— Exercise —
Go through the listing and copy every line word for word.

— Excerpted records —
_ _ _ _ _
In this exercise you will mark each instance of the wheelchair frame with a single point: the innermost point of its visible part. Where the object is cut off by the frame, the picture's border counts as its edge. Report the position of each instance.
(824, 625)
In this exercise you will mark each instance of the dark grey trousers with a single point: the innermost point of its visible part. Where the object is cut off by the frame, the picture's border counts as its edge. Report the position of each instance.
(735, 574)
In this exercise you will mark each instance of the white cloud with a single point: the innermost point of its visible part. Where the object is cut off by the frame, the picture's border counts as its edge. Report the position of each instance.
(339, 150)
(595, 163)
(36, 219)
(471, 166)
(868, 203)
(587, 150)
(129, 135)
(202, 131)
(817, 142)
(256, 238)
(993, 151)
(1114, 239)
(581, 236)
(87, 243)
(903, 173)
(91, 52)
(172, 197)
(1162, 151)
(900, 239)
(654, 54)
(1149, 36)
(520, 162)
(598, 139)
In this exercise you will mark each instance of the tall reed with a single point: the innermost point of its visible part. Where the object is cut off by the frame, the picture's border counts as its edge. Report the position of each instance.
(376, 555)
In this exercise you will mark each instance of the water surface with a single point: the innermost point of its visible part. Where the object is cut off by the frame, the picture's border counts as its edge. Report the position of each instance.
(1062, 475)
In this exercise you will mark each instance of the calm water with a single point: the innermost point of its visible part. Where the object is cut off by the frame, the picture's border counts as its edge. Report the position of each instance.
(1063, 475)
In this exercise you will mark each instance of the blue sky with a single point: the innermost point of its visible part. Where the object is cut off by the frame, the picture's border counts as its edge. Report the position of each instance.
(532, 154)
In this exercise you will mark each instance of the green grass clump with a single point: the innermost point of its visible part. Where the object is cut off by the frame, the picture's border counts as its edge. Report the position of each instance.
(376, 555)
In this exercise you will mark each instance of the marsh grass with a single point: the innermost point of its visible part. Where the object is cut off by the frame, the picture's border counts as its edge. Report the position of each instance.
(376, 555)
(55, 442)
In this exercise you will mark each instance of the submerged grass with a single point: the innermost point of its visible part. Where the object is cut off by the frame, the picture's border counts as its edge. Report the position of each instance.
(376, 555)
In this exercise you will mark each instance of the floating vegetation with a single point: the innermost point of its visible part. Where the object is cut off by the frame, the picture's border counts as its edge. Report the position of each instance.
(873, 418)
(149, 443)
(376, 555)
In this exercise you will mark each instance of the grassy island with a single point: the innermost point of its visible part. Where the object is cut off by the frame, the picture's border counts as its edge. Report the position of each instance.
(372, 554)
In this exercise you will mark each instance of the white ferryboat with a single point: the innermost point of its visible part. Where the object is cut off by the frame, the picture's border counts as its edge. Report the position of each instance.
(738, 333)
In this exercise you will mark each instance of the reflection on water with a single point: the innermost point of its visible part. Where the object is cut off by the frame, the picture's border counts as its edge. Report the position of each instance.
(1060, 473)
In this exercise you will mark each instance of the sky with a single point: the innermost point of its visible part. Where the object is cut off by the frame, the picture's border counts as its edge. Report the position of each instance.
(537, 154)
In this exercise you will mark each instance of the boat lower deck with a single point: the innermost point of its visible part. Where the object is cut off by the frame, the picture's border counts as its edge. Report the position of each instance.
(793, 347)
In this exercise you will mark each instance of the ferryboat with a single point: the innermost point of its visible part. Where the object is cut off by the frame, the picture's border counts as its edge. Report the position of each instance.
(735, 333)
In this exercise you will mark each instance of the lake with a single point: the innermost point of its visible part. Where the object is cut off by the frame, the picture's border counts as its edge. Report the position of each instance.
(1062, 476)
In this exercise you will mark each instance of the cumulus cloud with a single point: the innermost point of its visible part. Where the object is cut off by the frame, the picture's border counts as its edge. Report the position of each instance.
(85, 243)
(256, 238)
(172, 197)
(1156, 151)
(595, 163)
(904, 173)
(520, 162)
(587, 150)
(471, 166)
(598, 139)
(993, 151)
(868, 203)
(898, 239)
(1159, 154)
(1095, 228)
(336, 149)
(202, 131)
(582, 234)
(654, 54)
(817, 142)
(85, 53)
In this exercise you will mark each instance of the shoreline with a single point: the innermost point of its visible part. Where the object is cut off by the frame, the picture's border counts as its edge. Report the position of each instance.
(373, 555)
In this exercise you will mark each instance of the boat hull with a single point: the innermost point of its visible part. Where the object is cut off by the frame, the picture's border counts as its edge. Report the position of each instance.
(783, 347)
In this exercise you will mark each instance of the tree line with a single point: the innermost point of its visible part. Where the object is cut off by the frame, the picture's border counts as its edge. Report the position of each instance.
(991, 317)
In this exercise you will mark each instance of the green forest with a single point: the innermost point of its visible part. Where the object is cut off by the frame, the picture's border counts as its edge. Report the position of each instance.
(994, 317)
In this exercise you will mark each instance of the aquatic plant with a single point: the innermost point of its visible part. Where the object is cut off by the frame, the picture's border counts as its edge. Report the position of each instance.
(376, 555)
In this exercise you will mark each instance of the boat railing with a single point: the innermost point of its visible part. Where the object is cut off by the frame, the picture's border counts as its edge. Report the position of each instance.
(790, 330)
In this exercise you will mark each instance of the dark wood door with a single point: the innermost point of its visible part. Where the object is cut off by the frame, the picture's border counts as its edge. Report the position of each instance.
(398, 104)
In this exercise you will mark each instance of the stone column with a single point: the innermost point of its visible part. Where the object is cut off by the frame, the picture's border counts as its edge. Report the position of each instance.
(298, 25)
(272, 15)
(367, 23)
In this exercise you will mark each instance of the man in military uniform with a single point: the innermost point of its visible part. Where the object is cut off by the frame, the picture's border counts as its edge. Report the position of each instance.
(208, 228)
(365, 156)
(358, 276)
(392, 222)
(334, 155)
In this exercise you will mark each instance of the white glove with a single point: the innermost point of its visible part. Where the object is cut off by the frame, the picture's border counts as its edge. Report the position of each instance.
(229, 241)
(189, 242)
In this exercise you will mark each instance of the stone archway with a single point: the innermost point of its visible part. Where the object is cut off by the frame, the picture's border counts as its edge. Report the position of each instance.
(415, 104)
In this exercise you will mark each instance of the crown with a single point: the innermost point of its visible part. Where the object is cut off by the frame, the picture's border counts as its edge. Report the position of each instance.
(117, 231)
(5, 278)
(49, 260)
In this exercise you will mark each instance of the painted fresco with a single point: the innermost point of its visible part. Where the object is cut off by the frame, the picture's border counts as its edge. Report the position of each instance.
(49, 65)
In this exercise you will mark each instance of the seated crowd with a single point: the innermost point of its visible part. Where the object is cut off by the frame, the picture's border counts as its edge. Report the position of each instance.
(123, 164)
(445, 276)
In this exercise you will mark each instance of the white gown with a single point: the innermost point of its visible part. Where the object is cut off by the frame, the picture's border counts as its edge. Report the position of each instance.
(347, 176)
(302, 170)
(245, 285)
_ _ _ _ _
— Reply to the exercise —
In this exercise you will mark each instance of the wheelchair frame with a single point: the innermost point of its visible part. Where the object is cut off by the frame, the picture's border counts as its edge. Report the position of each instance.
(824, 625)
In this exercise you will mark each instance of the dark grey trousers with a single point: the innermost point of its visible part. Where the object is cut off by the frame, the picture's border counts as its edge. Report the position of each instance.
(735, 574)
In this exercise you will mark each instance of the white cloud with a single point: the innermost point of its visible part. Where the object is cut off by the frame, the picture's border counts as its edge. Report the position of each instance.
(339, 150)
(595, 163)
(36, 219)
(471, 166)
(868, 203)
(587, 150)
(129, 135)
(202, 131)
(817, 142)
(256, 238)
(993, 151)
(1114, 239)
(581, 236)
(87, 243)
(903, 173)
(91, 52)
(172, 197)
(1162, 151)
(900, 239)
(654, 54)
(1149, 36)
(520, 162)
(598, 139)
In this exercise you will mark each instance of the tall reed with a single point: the innermost point of its visible part. Where the object is cut off by the frame, the picture's border counts as its edge. Report the position of each instance.
(376, 555)
In this exercise you will mark each instance of the water surface with a single point: the innermost point of its visible part. Where the object is cut off by the frame, the picture's border counts as its edge. Report the position of each instance.
(1062, 475)
In this exercise you will mark each instance of the calm water with a single point: the innermost point of its visible part. Where the object is cut off by the frame, the picture's border counts as its edge. Report the position of each instance.
(1063, 475)
In this exercise you will mark each instance of the blue sky with a single point: the innermost point of its visible part. Where the object is cut off by the frame, the picture's border counts as its edge. Report the position of each instance.
(532, 154)
In this exercise you will mark each instance of the green grass clump with a single point: the innermost point of its visible part. Where the object is cut off by the frame, the picture's border counts as its edge. Report the position of each instance.
(376, 555)
In this exercise you will mark each instance of the marsh grass with a single point: the innermost point of its visible part. Where the object is cut off by the frame, the picture's border counts as its edge. Report the position of each instance.
(376, 555)
(55, 442)
In this exercise you will mark each instance of the submerged grass with a single point: the innermost point of its visible part. Where the object is cut off by the frame, the picture's border counts as its edge. Report the position of each instance.
(376, 555)
In this exercise you will mark each instance of the floating vegetation with a single point: the innermost point of its visible part. Where the object is cut off by the frame, the picture's border counts as its edge. Report the position of each instance.
(873, 418)
(149, 443)
(376, 555)
In this exercise you will mark each instance of the grassy island with a single point: the innermost point of its visible part. Where the object is cut off by the frame, the picture's border counts as its edge. Report the position of each instance.
(372, 554)
In this exercise you will mark each instance of the white ferryboat with a single point: the innermost point of its visible part. Where the object is cut off by the frame, the picture's border counts as its edge. Report the position of each instance.
(738, 333)
In this exercise you will mark each instance of the reflection on water with a single point: the innermost point of its visible part. Where the object is cut off by the frame, the picture's border counts as its edge. Report the position of each instance.
(1060, 473)
In this exercise you will mark each instance of the sky with a single point: the innermost point of its visible part. Where the object is cut off by the frame, the picture's border counts as its edge. Report the position of each instance.
(537, 154)
In this exercise you will mark each instance of the boat lower deck with a single point: the innermost point of its visible part. Where the object is cut off by the frame, the picture's border counts as its edge. Report the position of each instance.
(793, 347)
In this exercise you will mark each instance of the ferryboat with a single point: the innermost point of its visible part. Where the object is cut off by the frame, the picture's border counts as its edge. Report the position of each instance.
(735, 333)
In this exercise you will mark each instance of the lake with a single point: the innermost point of its visible part. Where the object is cut off by the frame, the picture's border counts as its edge. Report the position of each instance.
(1062, 476)
In this exercise you will mark each instance of the cumulus cloud with a single point: the innermost point of its visible part. Where the object is cut off by the frame, the picture's border counts as its edge. Report the position of each instance.
(85, 243)
(256, 238)
(172, 197)
(1156, 151)
(595, 163)
(904, 173)
(520, 162)
(587, 150)
(471, 166)
(598, 139)
(993, 151)
(868, 203)
(898, 239)
(1159, 154)
(1095, 228)
(336, 149)
(202, 131)
(582, 234)
(654, 54)
(817, 142)
(85, 53)
In this exercise you will mark each instance of the shoreline with a single point: the innermost point of its visible part. Where the object is cut off by the frame, the picture's border counts as its edge. Report the position of each instance.
(373, 555)
In this exercise you will mark each instance of the boat hull with a single point: the innermost point of its visible part. Where the object is cut off by the frame, the picture's border counts as its edge. Report the position of each instance.
(783, 347)
In this exercise you will mark each instance of the tree line with a single point: the innermost point of its visible part. Where the object is cut off by the frame, the picture's border counts as its edge. Report the position of each instance.
(991, 317)
In this exercise you will mark each instance of the green forest with a single point: the innermost point of its visible part. Where the object is cut off by the frame, the picture's border counts as its edge. Report the position of each instance.
(994, 317)
In this exercise you will mark each instance of the aquatic plant with a single point: the innermost point of its visible part. Where the object is cut off by the frame, the picture's border counts as its edge. Report the position of each instance.
(376, 555)
In this exercise you will mark each instance of the boat railing with a single point: the innermost point of its visible part. Where the object is cut off by the frame, the picture's border counts as its edge. Report the position of each instance.
(790, 330)
In this exercise you will mark each instance of the dark wood door with a single point: the innermost point of its visible part. Where the object is cut off by the frame, the picture's border counts as its edge. Report the position of each instance.
(398, 104)
In this exercise you will mark each instance of the stone column with a single point: the innermost point of its visible part. Where the object is cut off by the frame, the picture's border counts as its edge. Report the position of each instance.
(298, 25)
(272, 15)
(367, 23)
In this exercise you will mark each instance of the man in military uniform with a single point: the innermost point of its visible part. Where the object is cut off by the frame, the picture's border counts as its edge. Report the position of each instance.
(208, 228)
(365, 156)
(358, 276)
(392, 222)
(334, 155)
In this exercise you will mark each instance of the white glove with a single point: the innermost point of its visible part. Where the object is cut off by the frame, the picture's border counts as its edge. Report the position of each instance.
(229, 241)
(189, 242)
In this exercise you will mark each instance of the stone archway with a single point: the innermost point of its visible part. Where the object is cut off by the frame, the picture's border counts as its edge. Report the position of each instance.
(415, 104)
In this exercise you will mark each instance of the crown with a single point: the innermost point of its visible part. Where the object is cut off by the frame, the picture's border counts as its edge. Report the position of each instance.
(117, 231)
(5, 278)
(49, 260)
In this exercise you will mark each instance of the painted fresco with a single point: the innermost point of its visible part. Where the object is cut off by the frame, the picture's border counts as its edge. Report the position of each instance.
(49, 65)
In this exercise you will mark each instance of the seated crowd with a single point: the innermost point of its visible part. Where the object is cut off by the frame, the picture's border counts as its edge. Report the position of each instance.
(123, 164)
(445, 276)
In this exercise you will mark each instance of the white gown with a single point: the innermost point of its visible part. Where the object is cut off by the frame, the picture's border counts as its edge. Report the position of each instance.
(347, 176)
(302, 170)
(245, 285)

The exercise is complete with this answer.